Repeat the data below exactly. Include each line.

[Data records — start]

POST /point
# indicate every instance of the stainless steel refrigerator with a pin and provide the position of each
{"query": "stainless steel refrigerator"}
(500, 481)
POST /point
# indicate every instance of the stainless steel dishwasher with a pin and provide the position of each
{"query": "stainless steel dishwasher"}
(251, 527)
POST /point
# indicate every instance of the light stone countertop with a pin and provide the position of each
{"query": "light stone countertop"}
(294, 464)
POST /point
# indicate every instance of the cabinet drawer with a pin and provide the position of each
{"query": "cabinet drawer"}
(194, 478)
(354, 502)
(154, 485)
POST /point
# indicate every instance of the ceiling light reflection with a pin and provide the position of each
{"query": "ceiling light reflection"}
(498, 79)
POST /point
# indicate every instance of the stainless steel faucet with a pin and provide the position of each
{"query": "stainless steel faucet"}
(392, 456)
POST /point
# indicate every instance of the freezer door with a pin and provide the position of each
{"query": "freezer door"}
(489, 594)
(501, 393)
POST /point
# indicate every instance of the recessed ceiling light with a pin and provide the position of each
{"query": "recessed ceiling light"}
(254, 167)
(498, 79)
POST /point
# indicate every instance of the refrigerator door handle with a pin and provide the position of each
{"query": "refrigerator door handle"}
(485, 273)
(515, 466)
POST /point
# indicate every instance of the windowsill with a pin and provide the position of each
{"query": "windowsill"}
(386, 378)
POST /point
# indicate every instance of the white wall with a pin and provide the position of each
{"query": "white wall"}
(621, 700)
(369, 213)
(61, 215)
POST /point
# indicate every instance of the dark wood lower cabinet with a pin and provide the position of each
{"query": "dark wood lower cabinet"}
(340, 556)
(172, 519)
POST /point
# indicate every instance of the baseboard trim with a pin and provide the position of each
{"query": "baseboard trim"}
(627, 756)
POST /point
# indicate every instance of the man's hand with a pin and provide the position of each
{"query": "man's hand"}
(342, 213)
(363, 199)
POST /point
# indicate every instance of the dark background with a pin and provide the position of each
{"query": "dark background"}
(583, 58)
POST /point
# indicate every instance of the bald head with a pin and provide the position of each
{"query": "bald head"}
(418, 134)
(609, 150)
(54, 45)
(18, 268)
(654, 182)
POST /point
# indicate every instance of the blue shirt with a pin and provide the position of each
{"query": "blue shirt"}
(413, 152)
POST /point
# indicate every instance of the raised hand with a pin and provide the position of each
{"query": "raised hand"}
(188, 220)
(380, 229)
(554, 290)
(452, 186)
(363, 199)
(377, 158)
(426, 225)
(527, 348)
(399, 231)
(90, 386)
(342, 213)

[Data records — finish]

Answer space |
POST /point
# indicate every instance of the stainless steel refrigerator with a pin and provide the position of each
{"query": "stainless steel refrigerator"}
(500, 481)
POST /point
# indicate every instance of the stainless steel dishwasher with a pin and provide the position of each
{"query": "stainless steel dishwasher"}
(251, 527)
POST /point
# indicate every instance of the light stone countertop with a pin and provide the position of each
{"query": "light stone countertop"}
(294, 464)
POST /point
# indicate every instance of the cabinet drawer with a pin and provide the position of each
{"query": "cabinet drawer"}
(194, 478)
(354, 502)
(154, 485)
POST /point
# indicate every instance of the ceiling light reflection with a pin and provide the position of each
{"query": "ceiling light reflection"}
(498, 79)
POST /point
# indicate every instance of the stainless steel faucet with a pin and provide the position of each
{"query": "stainless steel faucet"}
(392, 456)
POST /point
# indicate every instance of the freezer door with a pin and provide the position of each
{"query": "freezer door"}
(489, 594)
(501, 393)
POST /point
# indicate every instance of the recessed ceiling light with a pin and provide the position of each
{"query": "recessed ceiling light"}
(254, 167)
(498, 79)
POST /point
# indicate every instance of the refrigerator door handle with a pin and provide the position of each
{"query": "refrigerator door handle"}
(485, 273)
(515, 466)
POST /point
# indicate every instance of the windowsill with a pin and provide the position of each
{"query": "windowsill"}
(386, 378)
POST /point
# indicate every instance of the white wall with a pin and provide the position of each
{"query": "white wall"}
(621, 700)
(369, 213)
(61, 215)
POST /point
# indicate every instance of the dark wood lower cabinet with a pin and provide the position of each
{"query": "dark wood lower cabinet"}
(340, 556)
(172, 519)
POST /point
# indicate every instance of the baseboard trim with a pin and provide the position of each
{"query": "baseboard trim"}
(627, 756)
POST /point
# indicate every instance of the man's hand with a pin and provide the position of each
{"query": "man's hand"}
(342, 213)
(363, 199)
POST /point
# indicate every instance of the dark background with a pin and provide the position of each
{"query": "dark background"}
(583, 58)
POST /point
# indicate every instance of the bald head with a pin and provide the position of each
{"query": "bald head"}
(418, 134)
(609, 150)
(54, 45)
(18, 268)
(654, 182)
POST /point
# indicate every instance of the blue shirt with a pin and provide the position of each
{"query": "blue shirt"}
(413, 152)
POST /point
# indicate every instance of the raised hand with a pin and provide the position of each
{"query": "raised hand"}
(188, 220)
(380, 229)
(554, 290)
(452, 186)
(363, 199)
(377, 158)
(426, 225)
(527, 348)
(399, 231)
(90, 386)
(342, 213)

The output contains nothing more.